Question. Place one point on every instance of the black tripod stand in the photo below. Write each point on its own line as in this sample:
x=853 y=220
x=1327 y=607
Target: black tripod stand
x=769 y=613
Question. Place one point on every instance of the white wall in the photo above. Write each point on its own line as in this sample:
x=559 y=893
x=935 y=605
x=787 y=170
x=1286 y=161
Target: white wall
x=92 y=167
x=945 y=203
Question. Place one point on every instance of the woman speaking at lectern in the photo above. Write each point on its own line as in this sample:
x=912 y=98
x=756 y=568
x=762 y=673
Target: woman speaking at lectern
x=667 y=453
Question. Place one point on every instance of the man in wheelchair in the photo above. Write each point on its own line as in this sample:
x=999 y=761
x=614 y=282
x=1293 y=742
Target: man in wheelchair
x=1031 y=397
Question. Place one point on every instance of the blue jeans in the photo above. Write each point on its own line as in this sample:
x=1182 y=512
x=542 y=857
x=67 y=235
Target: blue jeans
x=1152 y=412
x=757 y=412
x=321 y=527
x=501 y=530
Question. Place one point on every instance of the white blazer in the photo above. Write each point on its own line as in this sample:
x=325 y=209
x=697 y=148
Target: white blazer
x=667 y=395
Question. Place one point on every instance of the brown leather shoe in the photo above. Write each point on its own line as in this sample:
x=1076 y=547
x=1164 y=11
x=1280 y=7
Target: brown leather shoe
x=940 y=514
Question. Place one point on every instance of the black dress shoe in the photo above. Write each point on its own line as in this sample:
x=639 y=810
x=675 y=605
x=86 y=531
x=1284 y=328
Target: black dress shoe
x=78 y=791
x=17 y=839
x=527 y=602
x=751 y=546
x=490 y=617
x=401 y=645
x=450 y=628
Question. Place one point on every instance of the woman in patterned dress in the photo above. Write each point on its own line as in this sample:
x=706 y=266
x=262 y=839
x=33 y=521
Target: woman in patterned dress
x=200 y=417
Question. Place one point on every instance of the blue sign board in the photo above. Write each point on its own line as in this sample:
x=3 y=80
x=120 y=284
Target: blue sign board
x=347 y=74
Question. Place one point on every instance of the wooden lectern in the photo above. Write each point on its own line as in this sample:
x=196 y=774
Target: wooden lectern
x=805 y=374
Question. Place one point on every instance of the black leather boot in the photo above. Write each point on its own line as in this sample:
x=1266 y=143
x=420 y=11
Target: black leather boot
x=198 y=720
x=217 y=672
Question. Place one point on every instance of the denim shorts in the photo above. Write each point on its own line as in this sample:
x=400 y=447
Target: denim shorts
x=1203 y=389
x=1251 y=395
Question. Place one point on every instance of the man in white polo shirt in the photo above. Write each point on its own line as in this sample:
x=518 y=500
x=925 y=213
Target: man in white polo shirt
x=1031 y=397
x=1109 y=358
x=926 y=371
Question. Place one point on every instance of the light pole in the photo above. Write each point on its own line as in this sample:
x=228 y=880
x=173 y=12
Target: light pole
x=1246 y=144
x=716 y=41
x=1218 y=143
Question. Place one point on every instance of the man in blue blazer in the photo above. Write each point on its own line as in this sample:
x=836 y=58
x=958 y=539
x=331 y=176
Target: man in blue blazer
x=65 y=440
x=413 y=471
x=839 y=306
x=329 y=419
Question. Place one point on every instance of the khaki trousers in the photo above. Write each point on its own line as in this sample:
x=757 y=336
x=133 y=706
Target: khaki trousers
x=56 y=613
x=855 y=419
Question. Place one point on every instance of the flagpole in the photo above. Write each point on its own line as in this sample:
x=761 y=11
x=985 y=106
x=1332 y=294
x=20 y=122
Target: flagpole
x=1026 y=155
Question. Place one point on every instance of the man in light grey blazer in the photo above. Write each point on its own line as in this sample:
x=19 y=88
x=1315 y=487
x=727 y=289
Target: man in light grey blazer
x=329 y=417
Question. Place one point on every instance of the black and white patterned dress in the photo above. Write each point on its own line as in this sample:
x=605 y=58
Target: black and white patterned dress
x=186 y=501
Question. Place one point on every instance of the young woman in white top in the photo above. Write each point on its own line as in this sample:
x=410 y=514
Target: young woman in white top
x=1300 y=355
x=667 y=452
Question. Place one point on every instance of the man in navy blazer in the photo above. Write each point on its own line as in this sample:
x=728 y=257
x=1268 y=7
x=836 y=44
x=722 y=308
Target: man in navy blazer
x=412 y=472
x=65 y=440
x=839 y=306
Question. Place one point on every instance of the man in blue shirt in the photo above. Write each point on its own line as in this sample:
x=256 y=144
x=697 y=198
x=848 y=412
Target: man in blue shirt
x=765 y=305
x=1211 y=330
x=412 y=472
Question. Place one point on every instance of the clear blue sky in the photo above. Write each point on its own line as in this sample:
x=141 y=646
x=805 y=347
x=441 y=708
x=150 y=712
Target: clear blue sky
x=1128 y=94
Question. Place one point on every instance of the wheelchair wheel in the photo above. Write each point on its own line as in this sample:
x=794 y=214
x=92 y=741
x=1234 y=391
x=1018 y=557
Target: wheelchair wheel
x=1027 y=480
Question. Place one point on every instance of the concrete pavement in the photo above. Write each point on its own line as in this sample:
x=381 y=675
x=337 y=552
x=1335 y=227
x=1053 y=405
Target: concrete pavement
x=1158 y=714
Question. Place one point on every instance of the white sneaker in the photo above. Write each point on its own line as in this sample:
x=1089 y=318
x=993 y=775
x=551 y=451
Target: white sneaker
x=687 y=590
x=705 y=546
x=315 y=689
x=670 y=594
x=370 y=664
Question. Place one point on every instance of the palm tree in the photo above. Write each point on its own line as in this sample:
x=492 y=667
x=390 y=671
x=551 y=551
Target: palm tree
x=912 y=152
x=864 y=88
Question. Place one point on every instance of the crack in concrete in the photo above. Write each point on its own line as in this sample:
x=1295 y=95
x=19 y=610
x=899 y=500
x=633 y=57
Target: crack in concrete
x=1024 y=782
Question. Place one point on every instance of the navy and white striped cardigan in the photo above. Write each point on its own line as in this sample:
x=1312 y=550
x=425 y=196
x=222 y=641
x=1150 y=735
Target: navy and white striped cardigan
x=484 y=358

● **Work to complete**
Copy out everything from the line containing "Question. Place one point on every instance of the palm" down to the end of the records, requests included. In each answer, offset every coordinate by adding 31 to it.

● **Task response**
Question. Place one point on every instance of the palm tree in the photo above. Write each point on its own line as in this sample:
x=492 y=667
x=390 y=671
x=551 y=551
Target: palm tree
x=943 y=183
x=895 y=119
Question. Place one point on every instance of the crack in concrete in the photo above. Write each point on its own line as in this sample:
x=1295 y=95
x=19 y=610
x=899 y=500
x=633 y=57
Target: crack in concrete
x=1055 y=813
Question. Place one point on every instance of the navy and white striped cardigan in the photo above. Write each point on its own line as in this sample:
x=1312 y=550
x=425 y=196
x=222 y=641
x=1150 y=735
Target: navy and white striped cardigan
x=515 y=389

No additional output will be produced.